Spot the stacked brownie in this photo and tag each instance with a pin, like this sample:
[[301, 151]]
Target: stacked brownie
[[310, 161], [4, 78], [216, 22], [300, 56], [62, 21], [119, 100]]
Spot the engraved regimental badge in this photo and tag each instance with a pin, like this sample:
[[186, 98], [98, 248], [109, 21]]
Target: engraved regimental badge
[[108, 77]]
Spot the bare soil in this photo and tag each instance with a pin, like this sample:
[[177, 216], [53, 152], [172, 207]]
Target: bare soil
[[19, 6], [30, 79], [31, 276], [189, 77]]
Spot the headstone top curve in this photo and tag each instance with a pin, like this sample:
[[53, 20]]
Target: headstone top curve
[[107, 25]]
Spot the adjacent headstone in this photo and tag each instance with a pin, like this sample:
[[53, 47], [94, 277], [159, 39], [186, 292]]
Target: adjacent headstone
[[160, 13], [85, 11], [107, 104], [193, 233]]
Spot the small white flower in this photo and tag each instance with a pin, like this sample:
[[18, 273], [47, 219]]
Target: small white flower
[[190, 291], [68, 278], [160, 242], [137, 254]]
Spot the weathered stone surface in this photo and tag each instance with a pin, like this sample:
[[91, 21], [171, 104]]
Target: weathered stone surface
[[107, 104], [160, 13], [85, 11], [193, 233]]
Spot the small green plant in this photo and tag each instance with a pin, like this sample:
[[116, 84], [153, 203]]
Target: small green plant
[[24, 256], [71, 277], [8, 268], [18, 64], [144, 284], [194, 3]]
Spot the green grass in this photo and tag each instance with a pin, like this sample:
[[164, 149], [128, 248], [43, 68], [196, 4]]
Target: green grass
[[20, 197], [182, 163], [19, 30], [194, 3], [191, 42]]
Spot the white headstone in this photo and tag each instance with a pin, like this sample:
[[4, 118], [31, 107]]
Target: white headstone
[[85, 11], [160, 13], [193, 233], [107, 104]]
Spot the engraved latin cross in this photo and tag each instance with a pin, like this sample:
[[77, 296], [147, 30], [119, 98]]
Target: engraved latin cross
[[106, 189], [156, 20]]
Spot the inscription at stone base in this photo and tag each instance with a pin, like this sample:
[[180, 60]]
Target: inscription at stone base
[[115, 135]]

■ WHAT NEEDS TO BE DONE
Reproduce the full listing above with each "pin" swapped for "marker", changing nothing else.

■ CORRECT ANSWER
Spot the stacked brownie in this photo and tag each instance with a marker, like this sample:
[[301, 151]]
Target: stacked brownie
[[310, 161], [4, 78], [216, 22], [300, 56], [62, 21], [119, 100]]
Spot the engraved regimental badge in this photo and tag each instance with a marker, like this sample:
[[186, 98], [98, 248], [109, 21]]
Target: engraved regimental badge
[[108, 77]]
Spot the bare soil in this photo and tag each instance with a marker, like this sample:
[[177, 216], [53, 152], [172, 207]]
Target: bare soil
[[19, 6], [30, 79], [31, 276], [189, 77]]
Spot the headstone top curve in this photo and tag each instance with a marker, like this sample:
[[53, 20]]
Target: headstone top curve
[[107, 25]]
Spot the adjacent headstone in this photo and tag each instance with a marker, like this sample:
[[53, 47], [94, 277], [159, 39], [186, 292]]
Target: adjacent headstone
[[160, 13], [85, 11], [107, 104], [193, 233]]
Spot the small white flower in this photo and tag each instance with a marker, like this sample:
[[18, 273], [47, 219]]
Target: small white flower
[[190, 291], [68, 278], [160, 242], [137, 254]]
Spot the weathered stone surface in this photo and tag each instance with a marker, like this sample:
[[91, 21], [171, 104]]
Target: weathered stone surface
[[107, 104], [160, 13], [85, 11], [193, 233]]
Spot the small green plant in this photo and tag each instance with a marker, like this sample:
[[116, 84], [153, 203]]
Target: small green plant
[[24, 256], [71, 277], [8, 268], [18, 64], [144, 284], [194, 3]]
Spot the green grass in this photo and tag each instance with a marker, like this sample:
[[164, 149], [128, 248], [43, 68], [196, 4]]
Target: green grass
[[20, 197], [182, 163], [19, 30], [194, 3], [191, 42]]
Spot the white headstone in this photo and tag each instance with a marker, like this sample:
[[4, 118], [31, 107]]
Target: white headstone
[[85, 11], [160, 13], [193, 233], [107, 104]]
Spot the engraved latin cross in this photo and tag each instance with a marker, like this sample:
[[77, 296], [147, 30], [119, 98]]
Target: engraved latin cross
[[106, 189], [156, 20]]
Spot the inscription at stone base in this photo and tag each instance with a marker, like this sample:
[[180, 60]]
Target: inscription at stone base
[[115, 135]]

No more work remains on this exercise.